**Dataset listing of object locations:**

>>>>>

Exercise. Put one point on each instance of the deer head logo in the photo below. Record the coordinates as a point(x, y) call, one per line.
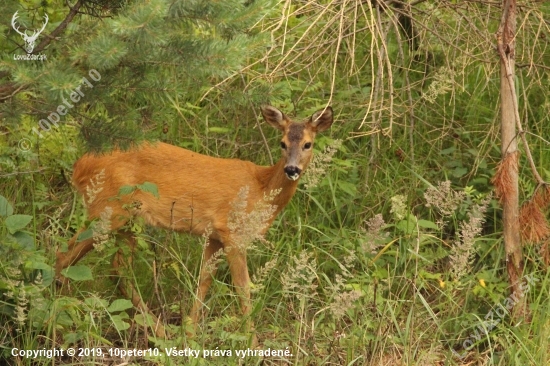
point(30, 41)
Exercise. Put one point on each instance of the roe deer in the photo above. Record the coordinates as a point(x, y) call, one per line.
point(194, 195)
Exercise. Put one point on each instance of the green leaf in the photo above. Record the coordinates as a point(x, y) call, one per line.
point(459, 172)
point(124, 190)
point(25, 240)
point(427, 224)
point(120, 305)
point(150, 188)
point(86, 234)
point(95, 303)
point(119, 323)
point(78, 273)
point(219, 129)
point(17, 222)
point(5, 208)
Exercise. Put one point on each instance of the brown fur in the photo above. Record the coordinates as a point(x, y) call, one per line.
point(195, 192)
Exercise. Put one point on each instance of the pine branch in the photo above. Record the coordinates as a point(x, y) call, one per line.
point(60, 28)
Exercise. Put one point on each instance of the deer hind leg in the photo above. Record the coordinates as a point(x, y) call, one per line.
point(78, 249)
point(127, 288)
point(236, 257)
point(207, 272)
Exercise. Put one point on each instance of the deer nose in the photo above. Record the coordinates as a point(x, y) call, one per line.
point(292, 172)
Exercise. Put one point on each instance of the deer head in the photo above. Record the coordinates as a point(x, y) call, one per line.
point(30, 41)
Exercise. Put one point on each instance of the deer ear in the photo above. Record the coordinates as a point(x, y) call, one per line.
point(322, 119)
point(274, 117)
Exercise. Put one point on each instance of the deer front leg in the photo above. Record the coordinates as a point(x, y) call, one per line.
point(236, 257)
point(207, 272)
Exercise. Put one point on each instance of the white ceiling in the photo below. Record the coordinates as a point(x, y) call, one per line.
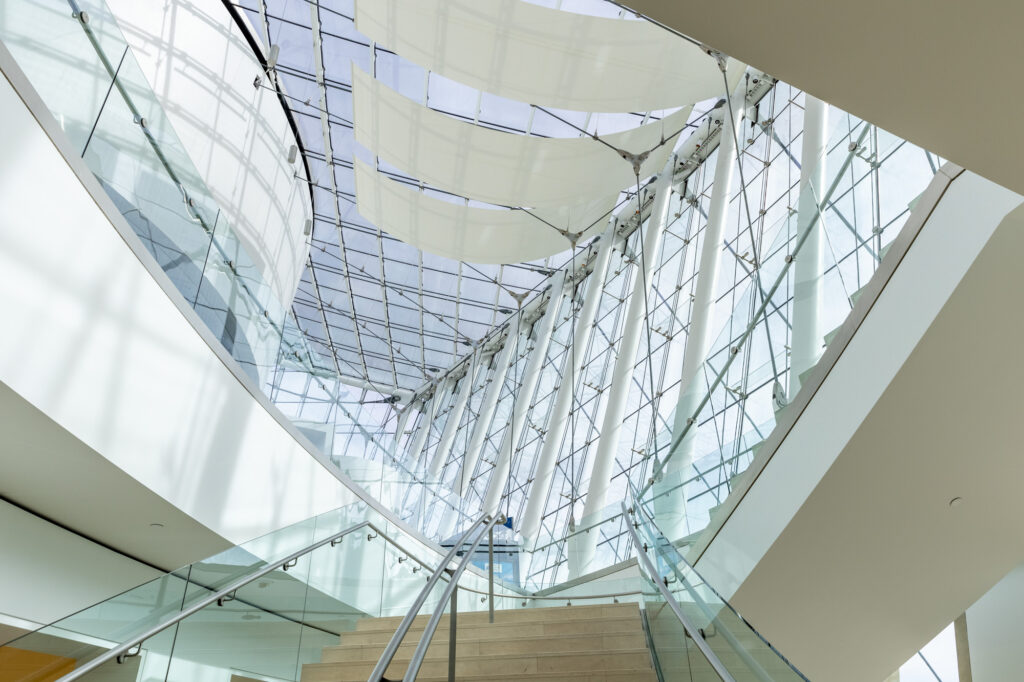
point(876, 561)
point(939, 73)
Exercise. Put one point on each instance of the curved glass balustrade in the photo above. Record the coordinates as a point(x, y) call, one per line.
point(76, 57)
point(736, 647)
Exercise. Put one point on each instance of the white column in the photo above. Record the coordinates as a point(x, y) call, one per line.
point(423, 430)
point(671, 508)
point(622, 375)
point(542, 334)
point(455, 417)
point(487, 406)
point(399, 428)
point(558, 419)
point(808, 267)
point(700, 335)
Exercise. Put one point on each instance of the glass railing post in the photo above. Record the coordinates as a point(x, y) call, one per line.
point(491, 574)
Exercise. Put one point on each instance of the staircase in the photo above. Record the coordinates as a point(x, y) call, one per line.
point(598, 643)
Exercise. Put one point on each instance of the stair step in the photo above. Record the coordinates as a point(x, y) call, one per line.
point(535, 644)
point(637, 675)
point(470, 632)
point(583, 611)
point(509, 664)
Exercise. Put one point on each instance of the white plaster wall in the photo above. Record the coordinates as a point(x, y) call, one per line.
point(94, 342)
point(47, 572)
point(202, 70)
point(995, 630)
point(934, 265)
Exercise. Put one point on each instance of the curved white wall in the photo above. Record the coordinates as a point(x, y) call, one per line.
point(202, 70)
point(96, 338)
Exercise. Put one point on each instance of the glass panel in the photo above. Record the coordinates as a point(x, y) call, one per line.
point(740, 649)
point(57, 53)
point(122, 156)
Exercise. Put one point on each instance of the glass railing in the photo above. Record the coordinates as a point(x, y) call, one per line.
point(78, 60)
point(274, 606)
point(692, 630)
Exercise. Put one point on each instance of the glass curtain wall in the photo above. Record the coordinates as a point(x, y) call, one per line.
point(878, 178)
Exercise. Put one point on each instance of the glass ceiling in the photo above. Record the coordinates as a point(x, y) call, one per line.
point(387, 312)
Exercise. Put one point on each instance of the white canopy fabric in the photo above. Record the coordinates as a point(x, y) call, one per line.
point(564, 174)
point(547, 56)
point(456, 230)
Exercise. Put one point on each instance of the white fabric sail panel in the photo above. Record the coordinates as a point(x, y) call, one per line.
point(547, 56)
point(454, 230)
point(504, 168)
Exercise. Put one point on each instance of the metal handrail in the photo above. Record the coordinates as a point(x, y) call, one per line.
point(688, 625)
point(122, 649)
point(392, 646)
point(428, 632)
point(699, 601)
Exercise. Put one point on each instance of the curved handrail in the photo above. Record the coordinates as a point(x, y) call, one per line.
point(688, 625)
point(699, 601)
point(120, 650)
point(428, 632)
point(377, 675)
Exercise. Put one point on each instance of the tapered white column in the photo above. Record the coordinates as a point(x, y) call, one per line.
point(524, 397)
point(671, 505)
point(455, 417)
point(487, 406)
point(558, 418)
point(622, 374)
point(399, 429)
point(423, 429)
point(808, 267)
point(700, 335)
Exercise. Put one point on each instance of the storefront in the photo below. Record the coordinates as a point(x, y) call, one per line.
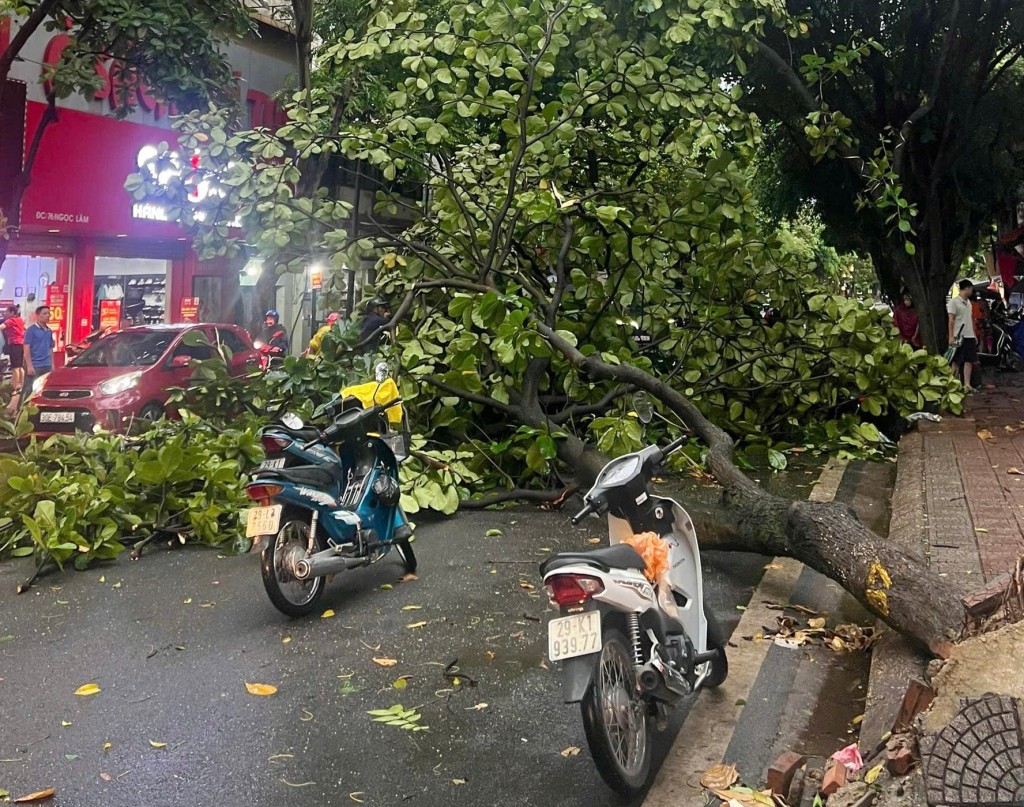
point(84, 246)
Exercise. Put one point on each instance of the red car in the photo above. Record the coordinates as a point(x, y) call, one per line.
point(126, 376)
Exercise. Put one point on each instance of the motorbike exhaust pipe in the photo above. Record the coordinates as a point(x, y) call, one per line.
point(327, 562)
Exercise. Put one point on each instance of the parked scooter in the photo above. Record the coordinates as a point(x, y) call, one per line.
point(315, 520)
point(631, 649)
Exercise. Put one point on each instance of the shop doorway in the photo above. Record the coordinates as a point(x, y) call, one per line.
point(138, 285)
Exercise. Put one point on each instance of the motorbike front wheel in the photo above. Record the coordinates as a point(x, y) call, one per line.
point(289, 594)
point(614, 719)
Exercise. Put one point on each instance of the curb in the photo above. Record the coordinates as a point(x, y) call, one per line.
point(894, 660)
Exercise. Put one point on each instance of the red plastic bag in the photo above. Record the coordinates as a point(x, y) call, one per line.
point(654, 553)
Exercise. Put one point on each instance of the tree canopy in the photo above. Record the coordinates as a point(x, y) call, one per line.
point(902, 119)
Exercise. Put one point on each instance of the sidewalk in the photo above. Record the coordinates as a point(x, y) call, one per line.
point(960, 501)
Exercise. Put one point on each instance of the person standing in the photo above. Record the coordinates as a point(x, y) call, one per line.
point(906, 321)
point(39, 347)
point(13, 330)
point(962, 335)
point(377, 317)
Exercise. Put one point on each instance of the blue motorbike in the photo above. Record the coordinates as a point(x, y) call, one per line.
point(316, 520)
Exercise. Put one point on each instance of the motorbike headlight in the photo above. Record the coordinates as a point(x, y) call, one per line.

<<<<<

**What you are asked to do:** Copy every line of the listing above word for word, from beginning to end. Omit the pictures from your copy.

**Solved exercise:**
Exercise. Put one point on each instance of the deer head logo in the photo below. Record the coordinates as a point(x, y) call, one per line.
point(30, 41)
Exercise. Put one point on each instance of the roe deer in the photo above. Record the coordinates as a point(x, y) call, one per line.
point(194, 195)
Exercise. Put one point on each instance of the green leaf in the photo above. Record the coordinates as a point(x, y) call, one per line.
point(459, 172)
point(124, 190)
point(25, 240)
point(427, 224)
point(120, 305)
point(150, 188)
point(86, 234)
point(95, 303)
point(119, 323)
point(78, 273)
point(219, 129)
point(17, 222)
point(5, 208)
Exercise. Put one point on each instance of the brown fur in the photo above. Record the coordinates as a point(x, y) call, one per line.
point(195, 192)
Exercise. Put one point on each instance of the pine branch in the photo above. Record the coordinates as a point(x, y) call, one per line.
point(60, 28)
Exercise. Put one point on each instance of the deer hind leg in the photo above. Record the coordinates as a point(x, y) call, one per line.
point(78, 249)
point(127, 288)
point(236, 257)
point(207, 272)
Exercise. Put one point on each instance of the deer nose in the photo above. Record the coordinates as a point(x, y) call, one per line.
point(292, 172)
Exercise. Put one point on each instance of the deer head in the photo above. Record the coordinates as a point(x, y) call, one per line.
point(30, 41)
Exercise. Put one point on each instance of the deer ear in the photo above. Record the coordinates as a point(x, y) call, one per line.
point(322, 119)
point(274, 117)
Exercise. Put one point on each instance of the deer front leg in the photo above. Record the coordinates as a point(x, y) call, one per line.
point(236, 257)
point(207, 272)
Exercise. Put one point on each instance of the white ceiling in the photo below. Record the coordinates as a point(x, y) call, one per line.
point(876, 561)
point(939, 73)
Exercise. Put one point on each instance of the curved glass balustrade in the photo above. Record the coordinates as a point(x, y) call, one per line.
point(76, 57)
point(736, 647)
Exercise. Put one point on each instance of the white column in the photo above. Record the coordinates as a point(x, y) call, one per line.
point(423, 430)
point(671, 508)
point(622, 375)
point(542, 334)
point(455, 417)
point(487, 406)
point(399, 428)
point(558, 419)
point(808, 267)
point(700, 335)
Exercise. Put one point on each instance of the glass railing post in the photo above. Record the coordinates as a point(x, y) call, one per line.
point(491, 574)
Exercise. Put one point on each instance of the staircase in the photo above. Record the coordinates as a point(x, y) call, one per line.
point(598, 643)
Exercise. Put one point on each instance of the stair step in the photo above. Record the coordinates as a point(x, y) call, one per line.
point(535, 644)
point(637, 675)
point(470, 632)
point(583, 611)
point(509, 664)
Exercise. Put one point on each instance of the white plaster wall in the photo above. Record the coordinates as a point(x, y) call, one per line.
point(94, 342)
point(47, 572)
point(202, 70)
point(995, 630)
point(934, 265)
Exercise. Put one point on each instance of the curved white wall in the photo above. Record the coordinates as a point(x, y) call, one per line.
point(202, 70)
point(96, 338)
Exercise. Put one point on each instance of the glass panel in the photo above. Record the coordinates as a point(x, y) call, one per line.
point(740, 649)
point(57, 53)
point(122, 156)
Exercise. Put one point on each instance of the glass railing in the photo above. Record the coordinates as a point(x, y) call, one per line.
point(78, 60)
point(274, 606)
point(692, 630)
Exercise. Put one point on each instance of the glass curtain wall in the photo above. Record the coordinates as a point(x, y) call, one per line.
point(878, 178)
Exercise. Put one point on each instance of the glass ceiling in the photo above. Record the coordinates as a point(x, y) call, one per line.
point(387, 312)
Exercise. Put one point on each instance of the white canopy fabric in the photo above. Record the coordinates as a point(x, y) call, one per line.
point(564, 174)
point(547, 56)
point(456, 230)
Exercise. Put one point on each instance of the white fabric sail panel in the photo above. Record the coordinates as a point(x, y) call, one per line.
point(547, 56)
point(454, 230)
point(504, 168)
Exercise. Put one point on each instance of the metal handrail in the photo above. Record the coordinates as a point(x, y) call, one per line.
point(688, 625)
point(122, 649)
point(392, 646)
point(428, 632)
point(699, 601)
Exercise. Put one point on each instance of the curved handrail in the photo above. Record the coordinates as a point(x, y) call, one per line.
point(688, 625)
point(699, 601)
point(120, 650)
point(428, 632)
point(377, 675)
Exercise. Put one point on each instance of the tapered white column in the photo above. Record the coordinates as a point(x, y) call, one per line.
point(524, 397)
point(671, 505)
point(455, 417)
point(487, 406)
point(558, 418)
point(622, 374)
point(399, 429)
point(423, 429)
point(808, 267)
point(700, 335)
Exercise. Put one point on each instance of the storefront in the photo below. Record the coordinates as a point(x, y) call, one per line.
point(84, 246)
Exercise. Put one point on each instance of the red car in the photo above. Record the coordinates as a point(x, y) call, one per line.
point(126, 376)
Exercise. Put one point on each instance of the motorbike exhaust pipe in the photo above. Record the coordinates as a point(x, y) call, one per line.
point(327, 562)
Exercise. Put one point on each instance of the parked scooter in the photo above. Record the coordinates as a point(x, y) call, one per line.
point(315, 520)
point(631, 649)
Exercise. Put one point on each instance of the shop doorway in the photo above. Record the coordinates as a point(x, y) call, one per line.
point(138, 285)
Exercise. Put one point on each instance of the motorbike front wheel in the photo above. Record the coordinates as a point(x, y) call, one per line.
point(289, 594)
point(614, 719)
Exercise. Put one point on each instance of the curb in the photo above. Record the coordinates as a point(x, y) call, one per line.
point(894, 660)
Exercise. Put one point on each instance of the red plastic bag in the photo above. Record the coordinates as a point(x, y) call, one per line.
point(654, 553)
Exercise. Put one point on each instance of the tree canopy in the photo above. Record the coordinates as a point(x, y) call, one per line.
point(902, 119)
Exercise. Put one point on each instance of the sidewalk in the photo above. Record the coordinates as a point(x, y) call, one per line.
point(960, 501)
Exercise. Put one point on each instance of the person standing in the photo above. Record the coordinates as a point(x, y) call, one per line.
point(906, 321)
point(39, 347)
point(13, 330)
point(962, 335)
point(377, 317)
Exercise. Put one point on each instance of the blue motorbike in the photo above. Record the coordinates as a point(x, y) call, one per line.
point(316, 520)
Exercise. Put one point on each instance of the motorbike headlight in the photo above. Record the coordinates as a point(x, y) call, one per line.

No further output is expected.